→ What is required:
Please copy every record below exactly, leaving out the pictures.

→ Listed entries:
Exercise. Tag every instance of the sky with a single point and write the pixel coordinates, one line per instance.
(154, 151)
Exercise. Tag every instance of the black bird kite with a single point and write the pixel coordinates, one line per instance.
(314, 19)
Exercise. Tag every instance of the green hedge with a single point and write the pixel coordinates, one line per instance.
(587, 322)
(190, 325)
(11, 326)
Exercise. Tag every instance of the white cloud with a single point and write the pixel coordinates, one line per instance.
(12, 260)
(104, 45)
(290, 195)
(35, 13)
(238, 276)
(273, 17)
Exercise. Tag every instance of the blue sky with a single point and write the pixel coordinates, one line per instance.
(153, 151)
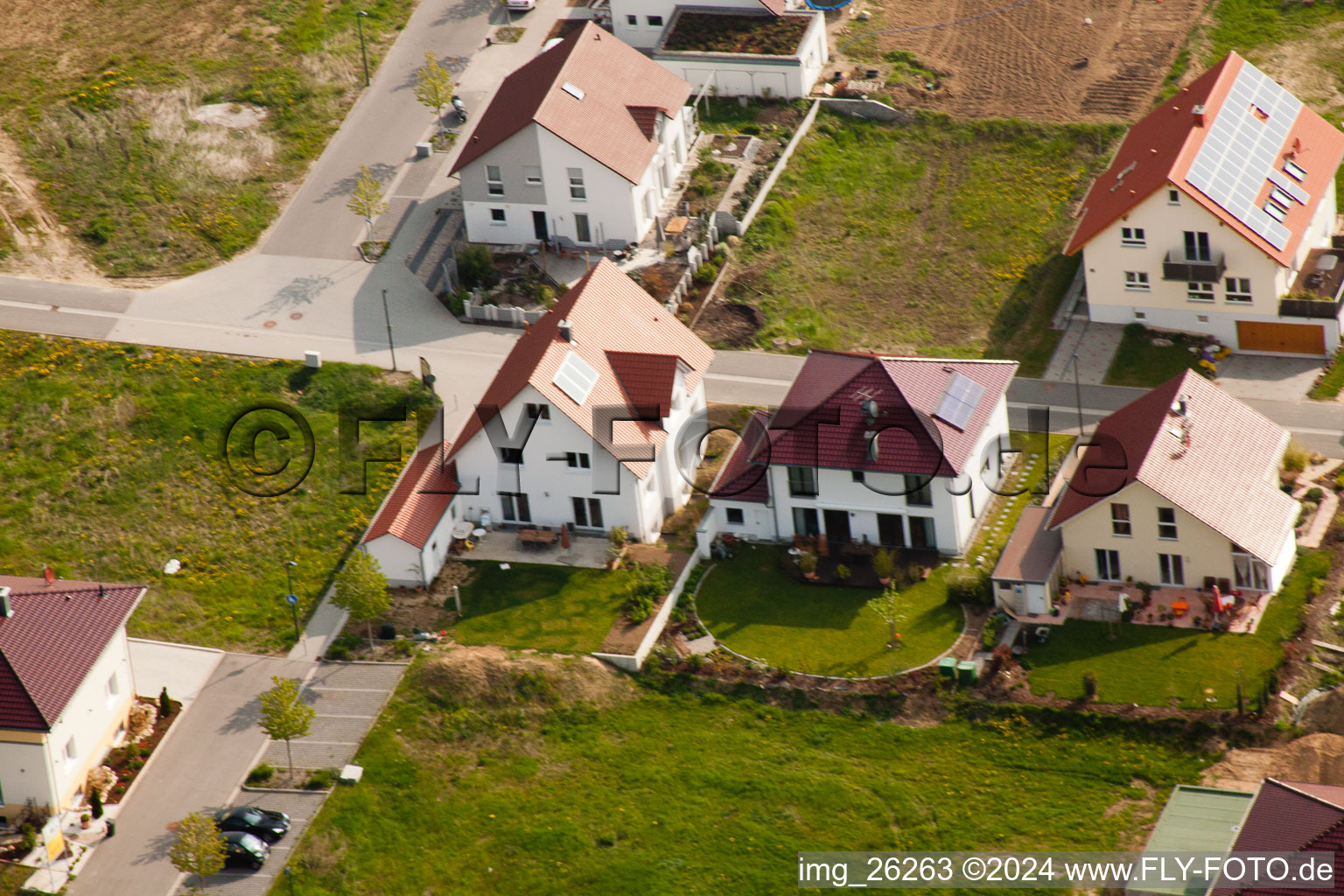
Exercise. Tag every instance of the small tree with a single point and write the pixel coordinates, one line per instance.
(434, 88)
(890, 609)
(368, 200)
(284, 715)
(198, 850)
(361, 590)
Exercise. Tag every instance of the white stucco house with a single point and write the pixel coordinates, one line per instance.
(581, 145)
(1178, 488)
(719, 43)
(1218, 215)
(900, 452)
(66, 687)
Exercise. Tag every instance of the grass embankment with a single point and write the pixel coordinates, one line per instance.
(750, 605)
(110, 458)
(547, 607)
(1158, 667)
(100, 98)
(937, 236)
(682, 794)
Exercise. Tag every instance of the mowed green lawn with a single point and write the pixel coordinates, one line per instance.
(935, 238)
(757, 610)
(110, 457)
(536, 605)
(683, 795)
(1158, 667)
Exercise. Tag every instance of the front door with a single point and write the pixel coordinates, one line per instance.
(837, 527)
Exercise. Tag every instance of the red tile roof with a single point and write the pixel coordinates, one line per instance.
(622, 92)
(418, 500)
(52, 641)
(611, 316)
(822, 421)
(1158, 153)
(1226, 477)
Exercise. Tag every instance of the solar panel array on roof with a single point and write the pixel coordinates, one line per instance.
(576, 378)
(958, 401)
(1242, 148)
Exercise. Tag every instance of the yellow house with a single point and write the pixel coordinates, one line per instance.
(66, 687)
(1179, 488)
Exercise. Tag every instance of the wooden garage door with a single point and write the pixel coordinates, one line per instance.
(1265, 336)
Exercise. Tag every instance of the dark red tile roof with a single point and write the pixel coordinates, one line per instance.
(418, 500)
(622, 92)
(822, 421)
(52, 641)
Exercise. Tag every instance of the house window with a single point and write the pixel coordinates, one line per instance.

→ Task response:
Exercise. Tag every instance of the sky with a single point and write the pixel coordinates, one line per instance.
(154, 151)
Exercise. Tag every instance of the black bird kite with a single point and write the pixel coordinates, one line per instance.
(314, 19)
Exercise. Tag every instance of the green hedge with a single point and write the pixel coordinates, one line per instance.
(587, 322)
(190, 325)
(11, 326)
Exercise. Tag every instance of the white cloud with a single point and write the pixel coordinates, one line per instance.
(12, 260)
(104, 45)
(290, 195)
(35, 13)
(238, 276)
(273, 17)
Exercise. Tag every instance of the blue sky with a single point and write the pixel coordinates, one line per instance.
(153, 151)
Exercise. Tag every instance of the small tree with a single point and write the pixel coordinates, one line per instance.
(434, 88)
(890, 609)
(368, 200)
(284, 715)
(198, 850)
(361, 590)
Exercise. Tag every instance of the white stucco house with a single point and write the pixel coordinates, one line per instance.
(581, 145)
(1178, 488)
(719, 43)
(1218, 215)
(900, 452)
(66, 687)
Exercise. Tag every instance of the grass embankment with a single point and write the pixel coordinates, one line per instance.
(750, 605)
(110, 458)
(547, 607)
(1158, 667)
(100, 98)
(937, 236)
(682, 794)
Exercise. Tag every instance of the mowed green lawn with a single point and write the pixel coordinates, one line per instance.
(935, 238)
(757, 610)
(110, 457)
(536, 605)
(683, 795)
(1158, 667)
Exercise. Tag every instance of the front door with a single point and write the pixel coordinates, one line per instance.
(837, 527)
Exercise. Tag every instance of the red tile roof with a single point and write the pixel coordinates, one line per instance.
(622, 92)
(418, 500)
(52, 641)
(611, 316)
(822, 421)
(1158, 153)
(1226, 477)
Exercise. Tag every instance of the solar panel array on roof with a single point and write the pixel coordinates, one line per instance.
(576, 378)
(958, 401)
(1242, 148)
Exercise. Tag every instance of the yellow house with a single point and write the pixel coordinates, one line per instance.
(66, 687)
(1179, 488)
Exercise. Tag every instance of the wooden garage door with a single point and write the pixel coordinates, one line per instance.
(1265, 336)
Exercise. Tag every instance of the dark red tile roof with a single point and write the pixel coordinates, one line per instance.
(418, 500)
(622, 92)
(822, 421)
(52, 641)
Exercise. Tag every instance of the house window with a single point and write the pixel coordinates, one line per instance.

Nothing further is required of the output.